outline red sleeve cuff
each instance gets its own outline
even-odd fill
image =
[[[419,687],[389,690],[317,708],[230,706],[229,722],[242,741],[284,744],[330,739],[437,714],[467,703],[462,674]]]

Do this:
Copy the data above line for line, changing no character.

Problem solution:
outline red sleeve cuff
each instance gets its own outline
even-odd fill
image =
[[[419,687],[389,690],[317,708],[230,706],[229,722],[242,741],[284,744],[330,739],[437,714],[467,703],[462,674]]]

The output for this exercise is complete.